:: STATED PROBLEM ::
Render the data as a Markdown table with the columns Row and Line, one row per line and no blank lines. Include only the lines from the one containing "Locate the taillight" up to and including the last line of the data.

:: EXTRACTED INFORMATION ::
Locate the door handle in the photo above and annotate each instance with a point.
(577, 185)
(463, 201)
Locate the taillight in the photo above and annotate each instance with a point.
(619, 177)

:: TASK ANSWER ::
| Row | Line |
|---|---|
| 1 | Locate the taillight in the photo above and annotate each instance with a point. |
| 2 | (619, 177) |